» EXTRAIT DE PAGE:
####################

Ce qui est bon pour l’agriculture est bon pour les Français, bon pour la France et bon pour la planète
Alors que l’édition 2023 du Salon de l’Agriculture s’achève, David Lisnard, Maire de Cannes et Président de Nouvelle Énergie, et Yves d’Amécourt, ancien élu local de Gironde, évoquent les solutions à adopter pour lutter contre le déclassement agricole de la France et pour venir en aide aux agriculteurs.
Le Salon de l’Agriculture, cette magnifique vitrine de l’agriculture française, a fermé ses portes ce dimanche. Pendant huit jours, plusieurs centaines de milliers de visiteurs ont pu venir y découvrir des animaux sélectionnés dans tout le pays, des producteurs venus des quatre coins de France pour présenter fruits et légumes, semences et céréales, vins et fromages, produits transformés, bois et forêts, des laboratoires de recherches, représentants des filières, fournisseurs, venus présenter leurs savoir-faire, les dernières technologies et les nombreuses innovations etc.
Cet événement à la fois impressionnant, intense et convivial est aussi l’occasion d’évoquer la réalité de la situation des paysans, des agriculteurs, des exploitants forestiers et des différentes filières qui forment le secteur agricole français. Un secteur d’excellence.

####################

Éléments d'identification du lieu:
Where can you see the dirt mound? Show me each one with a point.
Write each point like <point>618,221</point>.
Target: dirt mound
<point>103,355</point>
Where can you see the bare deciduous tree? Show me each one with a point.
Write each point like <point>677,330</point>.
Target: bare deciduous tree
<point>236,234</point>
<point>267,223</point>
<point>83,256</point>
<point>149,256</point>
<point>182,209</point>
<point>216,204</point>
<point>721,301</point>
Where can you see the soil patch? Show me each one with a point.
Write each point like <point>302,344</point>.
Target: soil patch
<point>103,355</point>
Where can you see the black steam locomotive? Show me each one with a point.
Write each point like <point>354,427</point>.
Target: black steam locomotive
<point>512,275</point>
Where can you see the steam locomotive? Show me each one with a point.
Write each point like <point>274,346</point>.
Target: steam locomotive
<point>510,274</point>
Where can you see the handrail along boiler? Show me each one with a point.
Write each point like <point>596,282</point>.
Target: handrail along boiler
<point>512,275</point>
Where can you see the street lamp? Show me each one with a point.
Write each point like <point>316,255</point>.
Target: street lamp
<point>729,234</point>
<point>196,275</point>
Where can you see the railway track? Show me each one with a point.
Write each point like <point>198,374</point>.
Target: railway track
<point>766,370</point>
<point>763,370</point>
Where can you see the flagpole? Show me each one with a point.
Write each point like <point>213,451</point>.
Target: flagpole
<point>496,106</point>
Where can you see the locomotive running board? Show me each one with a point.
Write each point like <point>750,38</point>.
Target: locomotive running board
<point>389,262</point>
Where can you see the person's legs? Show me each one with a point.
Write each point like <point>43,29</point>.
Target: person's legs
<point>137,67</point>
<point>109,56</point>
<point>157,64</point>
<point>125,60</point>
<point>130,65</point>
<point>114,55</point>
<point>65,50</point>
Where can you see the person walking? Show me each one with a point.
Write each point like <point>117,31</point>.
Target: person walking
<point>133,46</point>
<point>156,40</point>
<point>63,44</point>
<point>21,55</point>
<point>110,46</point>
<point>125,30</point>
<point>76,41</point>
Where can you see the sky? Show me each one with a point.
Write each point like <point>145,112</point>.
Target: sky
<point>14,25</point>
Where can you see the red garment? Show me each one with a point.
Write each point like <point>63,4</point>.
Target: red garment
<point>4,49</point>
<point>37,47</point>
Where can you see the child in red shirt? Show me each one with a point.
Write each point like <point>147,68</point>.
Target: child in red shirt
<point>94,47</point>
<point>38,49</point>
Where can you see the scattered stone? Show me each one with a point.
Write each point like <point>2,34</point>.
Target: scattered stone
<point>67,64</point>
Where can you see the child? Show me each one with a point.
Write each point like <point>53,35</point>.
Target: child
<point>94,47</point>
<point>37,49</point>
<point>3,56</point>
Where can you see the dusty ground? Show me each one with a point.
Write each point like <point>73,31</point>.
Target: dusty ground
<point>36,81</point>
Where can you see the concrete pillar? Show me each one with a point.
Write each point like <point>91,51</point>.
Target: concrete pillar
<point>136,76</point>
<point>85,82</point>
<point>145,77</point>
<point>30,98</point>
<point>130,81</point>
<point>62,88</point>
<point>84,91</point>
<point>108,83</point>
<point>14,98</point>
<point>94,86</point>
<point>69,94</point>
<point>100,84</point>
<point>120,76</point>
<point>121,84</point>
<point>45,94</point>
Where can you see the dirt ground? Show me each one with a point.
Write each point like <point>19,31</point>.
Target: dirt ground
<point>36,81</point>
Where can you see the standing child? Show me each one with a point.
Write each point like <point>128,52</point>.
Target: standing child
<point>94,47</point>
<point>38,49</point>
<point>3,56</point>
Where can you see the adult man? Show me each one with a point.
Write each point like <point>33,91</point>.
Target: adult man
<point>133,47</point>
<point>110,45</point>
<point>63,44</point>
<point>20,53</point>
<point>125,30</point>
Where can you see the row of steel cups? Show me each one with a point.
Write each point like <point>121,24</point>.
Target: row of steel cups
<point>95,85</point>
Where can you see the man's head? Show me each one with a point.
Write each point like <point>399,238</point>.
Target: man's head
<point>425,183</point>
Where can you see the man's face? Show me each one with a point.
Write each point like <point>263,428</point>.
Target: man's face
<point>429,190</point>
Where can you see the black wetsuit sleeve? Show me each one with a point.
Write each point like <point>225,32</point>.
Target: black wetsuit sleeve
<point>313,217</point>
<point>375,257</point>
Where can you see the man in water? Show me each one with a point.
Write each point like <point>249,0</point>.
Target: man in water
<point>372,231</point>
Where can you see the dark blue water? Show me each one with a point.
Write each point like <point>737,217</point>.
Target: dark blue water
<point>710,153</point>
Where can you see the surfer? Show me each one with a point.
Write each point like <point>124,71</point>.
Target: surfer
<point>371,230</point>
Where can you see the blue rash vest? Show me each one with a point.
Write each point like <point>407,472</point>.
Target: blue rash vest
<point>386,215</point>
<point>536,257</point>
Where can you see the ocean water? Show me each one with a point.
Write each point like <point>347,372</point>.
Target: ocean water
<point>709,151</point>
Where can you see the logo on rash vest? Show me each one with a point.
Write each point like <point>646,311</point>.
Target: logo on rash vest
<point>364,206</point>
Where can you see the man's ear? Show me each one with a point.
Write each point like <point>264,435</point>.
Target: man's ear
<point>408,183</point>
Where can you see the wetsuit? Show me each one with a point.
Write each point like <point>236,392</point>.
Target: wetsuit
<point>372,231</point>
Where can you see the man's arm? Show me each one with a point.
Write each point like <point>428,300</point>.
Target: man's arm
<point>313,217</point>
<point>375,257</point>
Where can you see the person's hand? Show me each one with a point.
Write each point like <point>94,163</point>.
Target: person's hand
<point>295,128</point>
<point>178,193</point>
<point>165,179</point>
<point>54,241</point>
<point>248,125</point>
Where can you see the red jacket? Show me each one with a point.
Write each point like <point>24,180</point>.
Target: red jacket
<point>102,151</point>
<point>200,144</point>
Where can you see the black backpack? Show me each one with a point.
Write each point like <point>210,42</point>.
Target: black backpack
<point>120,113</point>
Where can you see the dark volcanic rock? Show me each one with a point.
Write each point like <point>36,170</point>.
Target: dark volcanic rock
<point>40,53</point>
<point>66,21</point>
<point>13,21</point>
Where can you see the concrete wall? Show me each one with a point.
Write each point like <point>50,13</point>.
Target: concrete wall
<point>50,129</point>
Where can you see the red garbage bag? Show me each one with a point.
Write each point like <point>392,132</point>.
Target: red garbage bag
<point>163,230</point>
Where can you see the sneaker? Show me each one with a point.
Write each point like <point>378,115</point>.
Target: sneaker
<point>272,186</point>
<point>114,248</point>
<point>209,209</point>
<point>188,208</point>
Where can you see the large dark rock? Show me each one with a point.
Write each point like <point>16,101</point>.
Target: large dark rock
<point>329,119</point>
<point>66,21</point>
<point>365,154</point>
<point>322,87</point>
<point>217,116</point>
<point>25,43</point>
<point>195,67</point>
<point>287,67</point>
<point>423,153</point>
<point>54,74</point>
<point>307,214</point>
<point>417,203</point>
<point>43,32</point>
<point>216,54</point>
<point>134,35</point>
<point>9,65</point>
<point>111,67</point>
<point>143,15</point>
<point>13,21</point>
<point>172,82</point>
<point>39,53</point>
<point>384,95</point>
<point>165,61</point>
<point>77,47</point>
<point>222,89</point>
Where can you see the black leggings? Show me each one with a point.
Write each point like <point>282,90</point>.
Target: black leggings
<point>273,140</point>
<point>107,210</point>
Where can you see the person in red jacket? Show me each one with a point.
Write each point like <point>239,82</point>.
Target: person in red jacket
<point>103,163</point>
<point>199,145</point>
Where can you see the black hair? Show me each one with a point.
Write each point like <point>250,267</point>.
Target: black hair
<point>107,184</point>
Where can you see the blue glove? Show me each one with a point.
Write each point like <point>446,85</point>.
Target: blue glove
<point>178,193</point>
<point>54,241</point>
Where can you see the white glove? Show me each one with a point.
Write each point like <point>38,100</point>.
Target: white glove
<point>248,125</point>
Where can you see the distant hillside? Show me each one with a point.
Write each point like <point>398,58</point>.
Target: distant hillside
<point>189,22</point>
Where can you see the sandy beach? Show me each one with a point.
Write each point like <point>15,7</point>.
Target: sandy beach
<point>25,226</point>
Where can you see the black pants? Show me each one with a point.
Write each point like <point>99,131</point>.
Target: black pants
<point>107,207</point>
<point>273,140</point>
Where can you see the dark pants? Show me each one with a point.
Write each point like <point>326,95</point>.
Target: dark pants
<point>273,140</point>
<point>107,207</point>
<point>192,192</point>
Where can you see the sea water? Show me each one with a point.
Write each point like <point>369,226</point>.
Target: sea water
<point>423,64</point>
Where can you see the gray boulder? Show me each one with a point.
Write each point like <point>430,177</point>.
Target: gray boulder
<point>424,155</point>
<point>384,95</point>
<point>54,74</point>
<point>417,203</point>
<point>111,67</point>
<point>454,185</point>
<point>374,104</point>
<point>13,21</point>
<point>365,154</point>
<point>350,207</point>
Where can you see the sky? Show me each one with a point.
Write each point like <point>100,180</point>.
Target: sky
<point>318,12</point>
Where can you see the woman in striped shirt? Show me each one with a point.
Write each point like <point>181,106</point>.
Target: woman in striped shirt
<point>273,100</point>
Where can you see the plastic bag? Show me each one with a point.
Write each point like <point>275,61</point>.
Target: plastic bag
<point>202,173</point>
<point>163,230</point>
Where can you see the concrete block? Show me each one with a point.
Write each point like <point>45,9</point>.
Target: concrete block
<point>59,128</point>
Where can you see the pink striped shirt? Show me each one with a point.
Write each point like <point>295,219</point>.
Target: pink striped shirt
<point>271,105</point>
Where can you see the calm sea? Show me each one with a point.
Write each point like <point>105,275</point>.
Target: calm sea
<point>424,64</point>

####################

» PROBLÈME À RÉSOUDRE:
Répondez brièvement à ces questions sur l'extrait de page, une réponse par ligne :
1. Quelle fonction David Lisnard occupe-t-il en plus de celle de maire de Cannes ?
2. Quel jour le Salon de l'Agriculture a-t-il fermé ses portes ?
3. Pendant combien de jours les visiteurs ont-ils pu s'y rendre ?

» RÉSULTAT OBTENU:
1. Il est président de Nouvelle Énergie.
2. Le dimanche.
3. Pendant huit jours.